_Testo del documento:_
▽

Non ha fatto in tempo a entrare in vigore, il decreto sul meat sounding con il quale il governo francese tenta, dal 2022, di vietare ai prodotti vegetali di utilizzare le denominazioni degli analoghi di carne come burger. Varato a fine febbraio nella sua versione definitiva (dopo un primo stop del Consiglio di stato), sarebbe dovuto entrare in vigore il primo maggio. Ma il Consiglio di stato ha nuovamente bloccato tutto, avanzando due tipi di argomenti che potrebbero rendere di fatto impossibile l’applicazione della normativa, e che potrebbero essere ripresi anche in Italia.
Il decreto sospeso sul meat sounding
Come previsto anche dalla legge approvata dal governo italiano, i francesi avevano varato un decreto che avrebbe obbligato chi produceva carni vegetali in Francia a chiamare i propri prodotti in altro modo, non potendo intervenire su quelli prodotti in altri paesi europei. La pena pecuniaria per chi non si fosse uniformato era stata fissata in 7.500 euro.
Il divieto si estendeva a tutto ciò che era o sarebbe stato ottenuto non solo da piante, ma anche da funghi, o per fermentazione da lieviti: un divieto tombale su tutto ciò che non è carne tradizionale. Nel testo, poi, era esplicitata la lista delle parole tabù, tra le quali bacon, filetto, scaloppina, bistecca, prosciutto, salsiccia e altri. Uniche eccezioni: prodotti ibridi, nei quali la parte vegetale non fosse comunque superiore a una percentuale prefissata, e molto bassa. Per esempio, il bacon non doveva contenerne più dello 0,5%, il filetto più dell’1% e così via.

△

_Voci del dataset:_
▽

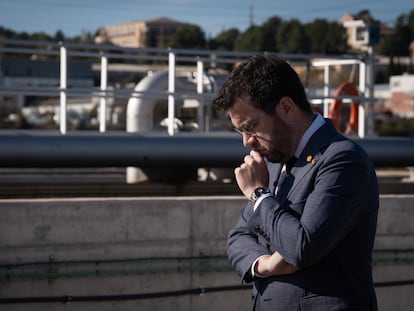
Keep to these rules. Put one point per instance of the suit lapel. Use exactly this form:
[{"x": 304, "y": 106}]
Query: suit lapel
[{"x": 309, "y": 156}]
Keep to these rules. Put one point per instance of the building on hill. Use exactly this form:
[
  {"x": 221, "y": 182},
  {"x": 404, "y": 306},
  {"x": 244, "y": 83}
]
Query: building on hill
[
  {"x": 364, "y": 32},
  {"x": 145, "y": 33}
]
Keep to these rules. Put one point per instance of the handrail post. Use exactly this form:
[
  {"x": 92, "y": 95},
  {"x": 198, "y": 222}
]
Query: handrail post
[
  {"x": 103, "y": 96},
  {"x": 63, "y": 88},
  {"x": 200, "y": 116},
  {"x": 361, "y": 107},
  {"x": 171, "y": 90},
  {"x": 326, "y": 89}
]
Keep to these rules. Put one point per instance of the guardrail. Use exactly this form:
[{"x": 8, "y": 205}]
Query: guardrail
[{"x": 171, "y": 59}]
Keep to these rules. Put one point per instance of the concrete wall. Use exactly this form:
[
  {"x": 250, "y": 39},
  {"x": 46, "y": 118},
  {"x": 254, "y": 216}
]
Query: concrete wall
[{"x": 124, "y": 231}]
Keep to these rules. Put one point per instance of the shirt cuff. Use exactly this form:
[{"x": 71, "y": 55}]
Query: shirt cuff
[{"x": 253, "y": 273}]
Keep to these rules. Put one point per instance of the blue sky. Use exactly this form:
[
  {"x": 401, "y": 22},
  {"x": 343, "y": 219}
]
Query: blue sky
[{"x": 76, "y": 16}]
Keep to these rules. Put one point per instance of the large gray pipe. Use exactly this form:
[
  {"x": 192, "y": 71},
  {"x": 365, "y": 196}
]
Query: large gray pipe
[{"x": 120, "y": 149}]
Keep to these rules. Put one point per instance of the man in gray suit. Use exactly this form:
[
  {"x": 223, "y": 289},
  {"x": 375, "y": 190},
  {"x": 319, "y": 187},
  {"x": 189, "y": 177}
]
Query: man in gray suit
[{"x": 305, "y": 238}]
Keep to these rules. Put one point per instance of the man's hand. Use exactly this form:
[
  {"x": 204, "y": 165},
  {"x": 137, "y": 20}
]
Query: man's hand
[
  {"x": 252, "y": 173},
  {"x": 272, "y": 265}
]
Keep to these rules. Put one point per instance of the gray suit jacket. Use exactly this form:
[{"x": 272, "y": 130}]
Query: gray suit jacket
[{"x": 323, "y": 220}]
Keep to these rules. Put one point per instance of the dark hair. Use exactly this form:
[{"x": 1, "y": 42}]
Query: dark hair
[{"x": 264, "y": 80}]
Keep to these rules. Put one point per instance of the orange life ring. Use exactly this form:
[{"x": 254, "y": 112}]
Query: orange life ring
[{"x": 345, "y": 89}]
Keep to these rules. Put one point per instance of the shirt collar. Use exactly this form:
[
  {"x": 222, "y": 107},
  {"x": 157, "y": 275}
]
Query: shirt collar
[{"x": 315, "y": 125}]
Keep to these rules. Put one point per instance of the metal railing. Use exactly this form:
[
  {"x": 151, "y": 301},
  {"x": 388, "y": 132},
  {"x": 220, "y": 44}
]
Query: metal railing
[{"x": 171, "y": 59}]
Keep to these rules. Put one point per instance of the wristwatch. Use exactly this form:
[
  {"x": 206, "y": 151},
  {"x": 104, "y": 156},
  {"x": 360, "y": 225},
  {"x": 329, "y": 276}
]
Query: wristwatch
[{"x": 257, "y": 193}]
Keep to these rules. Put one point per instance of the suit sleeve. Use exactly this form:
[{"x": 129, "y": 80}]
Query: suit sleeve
[
  {"x": 334, "y": 205},
  {"x": 243, "y": 246}
]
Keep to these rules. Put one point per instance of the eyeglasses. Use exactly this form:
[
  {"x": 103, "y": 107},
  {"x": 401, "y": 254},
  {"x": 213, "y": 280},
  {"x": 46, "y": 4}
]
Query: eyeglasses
[{"x": 249, "y": 130}]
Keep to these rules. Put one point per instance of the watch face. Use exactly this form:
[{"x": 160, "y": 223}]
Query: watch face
[{"x": 260, "y": 191}]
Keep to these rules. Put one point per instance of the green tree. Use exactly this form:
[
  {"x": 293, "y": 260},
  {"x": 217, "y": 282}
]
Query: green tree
[
  {"x": 191, "y": 37},
  {"x": 398, "y": 44},
  {"x": 225, "y": 41},
  {"x": 251, "y": 40},
  {"x": 291, "y": 37},
  {"x": 269, "y": 30}
]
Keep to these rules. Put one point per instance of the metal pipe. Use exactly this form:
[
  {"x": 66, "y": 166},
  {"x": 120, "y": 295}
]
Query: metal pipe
[{"x": 119, "y": 149}]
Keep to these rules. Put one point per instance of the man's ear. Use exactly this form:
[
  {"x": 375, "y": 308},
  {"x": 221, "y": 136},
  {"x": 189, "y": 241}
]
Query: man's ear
[{"x": 286, "y": 108}]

△

_Consegna A:_
Riproduci fedelmente il passo dell'articolo sul meat sounding che va da "Il divieto si" fino a "e così via.", quest'ultimo incluso.
_Consegna B:_
Elenca tutte le righe delle voci in cui compare la parola "dark".
Le voci non hanno alcun legame con l'articolo sul meat sounding.

_Risposta corretta A:_
Il divieto si estendeva a tutto ciò che era o sarebbe stato ottenuto non solo da piante, ma anche da funghi, o per fermentazione da lieviti: un divieto tombale su tutto ciò che non è carne tradizionale. Nel testo, poi, era esplicitata la lista delle parole tabù, tra le quali bacon, filetto, scaloppina, bistecca, prosciutto, salsiccia e altri. Uniche eccezioni: prodotti ibridi, nei quali la parte vegetale non fosse comunque superiore a una percentuale prefissata, e molto bassa. Per esempio, il bacon non doveva contenerne più dello 0,5%, il filetto più dell’1% e così via.

_Risposta corretta B:_
Keep to these rules. Put one point per instance of the dark hair. Use exactly this form:
Query: dark hair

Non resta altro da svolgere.